◆ TEXT BLOCK ◆
Friday, December 14, 2012

Baking Soda

 
A reader, Amanda, pointed this out to me last week: "My dad received the book last night. Read it and loved it. But I think baking soda needs a promotion. Baking soda can be used for dental health and, to me at least, something with a dual purpose is twice as valuable. We can live without shampoo, totally, but I just have this uncanny affection for my teeth...lol"
 
She's right!  I briefly mentioned it in the Poverty Prepping book as just one in a list of minor stock-up items, primarily as an 'ingredient' for cooking with the basic food storage items.  Yet we buy it in bulk bags and use it for a lot of things, and I consider it an essential part of our own storage. 
 
I did a quick search to find lists of uses for baking soday and I came up with dozens of sites; "35 uses for baking soda" "52 uses for baking soda" "18 uses for baking soda", and so on.  So I'm just going to write about how we use it here at our house.  I welcome more ideas from you readers.
 
As Amanda said, it can be used for dental health.  We've used it for tooth brushing at times, and as a mouth rinse when we had tooth aches or mouth sores. 
 
We use it for shampoo.  It works especially good with soft water.  Once our hair is wet we sprinkle about quarter cup of baking soda over our scalp.  It doesn't lather, and you have to be careful to work it all the way in to your scalp.  Sometimes you have to duck your head into the water for a second to get it wetter so you can spread it.  As you rinse it out, work it down through the ends of your hair, if you have long hair.  I started doing this about three years ago, as a way to reduce chemicals in my life, and to save money.
 
We use it for body soap.  It's slightly abrasive, which means it exfoliates the skin.  It leaves the skin soft.  The only 'down' side of using baking soda for hair and skin is that it has no fragrance.  Your hair and skin will just smell like hair and skin, and it can take a little getting used to.  One of my daughters makes soap with things like oatmeal, coconut oil, and green tea in it, so I sometimes use that instead.
 
We use baking soda as laundry soap.  It does a great job cleaning clothes and removing odors.  Again, though, it has no scent.  It was even weirder getting used to clothes that didn't smell like laundry soap.  Even the "unscented" soaps have a scent, and we spend our lives accustomed to that, so clothes that have zero scent are strange to get used to.  We hang ours outside to dry, which helps a little.  The clothes smell like fresh air, sunshine, and pine trees.  I experimented with adding scent to my laundry water.  In the summer I'd pick and throw in a couple handfuls of rose petals.  Sometimes I add a couple drops of vanilla extract.  Probably the weirdest but most pleasant things I've done is to make a strong "tea" of spices, strain it, and pour that in the laundry water.  My favorite is a pickling spice that is heavy on cloves.  I like to pour about half a cup pickling spice tea in my laundry water, and my clothes have a faint scent of cloves and other spices.  Another good one is cinnamon and/or pumpkin pie spices. 
 
We use baking soda to wash dishes, instead of dish soap.  It cleans even the greasiest dishes, it's abrasive action cleans residue off of pans and other dishes, yet it's gentle enough not to scratch the surfaces.  We keep one sink filled with dish water and one with rinse water.  We put white vinegar in the rinse water, and I've never had such sparkling glasses and clean silverware.  I always wash each spoon, fork, and knive separately and thought they were clean, but the baking soda wash and vinegar rinse has our silverware looking "Wow!" clean.

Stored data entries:
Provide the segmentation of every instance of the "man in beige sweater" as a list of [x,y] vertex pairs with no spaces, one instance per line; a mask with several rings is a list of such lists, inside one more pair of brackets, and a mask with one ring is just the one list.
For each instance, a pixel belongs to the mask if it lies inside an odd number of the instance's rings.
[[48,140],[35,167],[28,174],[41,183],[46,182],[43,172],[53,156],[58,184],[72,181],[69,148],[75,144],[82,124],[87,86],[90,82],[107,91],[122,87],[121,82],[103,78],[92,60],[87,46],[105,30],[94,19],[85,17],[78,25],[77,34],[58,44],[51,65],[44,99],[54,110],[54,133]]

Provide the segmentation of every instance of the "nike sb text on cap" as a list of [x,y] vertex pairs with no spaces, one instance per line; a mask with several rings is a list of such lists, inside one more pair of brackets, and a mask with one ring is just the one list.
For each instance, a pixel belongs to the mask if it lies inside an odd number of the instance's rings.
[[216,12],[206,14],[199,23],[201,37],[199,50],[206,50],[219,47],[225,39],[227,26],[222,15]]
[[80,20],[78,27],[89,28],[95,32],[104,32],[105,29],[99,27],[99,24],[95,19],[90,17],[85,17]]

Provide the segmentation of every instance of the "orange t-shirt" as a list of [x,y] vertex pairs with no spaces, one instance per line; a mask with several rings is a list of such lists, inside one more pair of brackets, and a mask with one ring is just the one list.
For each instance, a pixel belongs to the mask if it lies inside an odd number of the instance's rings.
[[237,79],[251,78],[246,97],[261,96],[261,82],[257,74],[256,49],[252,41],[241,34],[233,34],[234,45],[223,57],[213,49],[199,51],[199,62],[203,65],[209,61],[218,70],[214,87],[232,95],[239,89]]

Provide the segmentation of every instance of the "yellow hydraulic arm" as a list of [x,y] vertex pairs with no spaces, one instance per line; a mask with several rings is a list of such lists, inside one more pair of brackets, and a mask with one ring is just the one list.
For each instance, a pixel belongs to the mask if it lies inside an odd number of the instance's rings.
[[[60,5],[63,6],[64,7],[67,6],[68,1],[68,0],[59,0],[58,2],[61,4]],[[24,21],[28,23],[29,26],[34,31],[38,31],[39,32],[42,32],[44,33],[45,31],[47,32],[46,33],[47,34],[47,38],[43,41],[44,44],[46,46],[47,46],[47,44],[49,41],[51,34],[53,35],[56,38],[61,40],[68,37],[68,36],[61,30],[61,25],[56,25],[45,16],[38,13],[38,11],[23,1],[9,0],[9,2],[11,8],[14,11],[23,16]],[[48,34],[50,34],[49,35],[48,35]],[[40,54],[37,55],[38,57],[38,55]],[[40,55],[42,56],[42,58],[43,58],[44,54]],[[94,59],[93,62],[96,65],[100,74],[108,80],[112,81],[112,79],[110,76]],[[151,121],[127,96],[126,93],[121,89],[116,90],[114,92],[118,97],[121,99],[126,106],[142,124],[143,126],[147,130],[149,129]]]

◆ REQUIRED TASK ◆
Summarize the baking soda post in two sentences.

◆ EXERCISE RESPONSE ◆
A reader named Amanda said baking soda deserved more attention because it can also be used for dental health, and the writer agreed, noting that the household buys it in bulk and considers it essential. The family uses it for tooth brushing and mouth rinses, as shampoo, body soap, and laundry soap, and for washing dishes with a white vinegar rinse, though its lack of scent on hair, skin, and clothes takes some getting used to.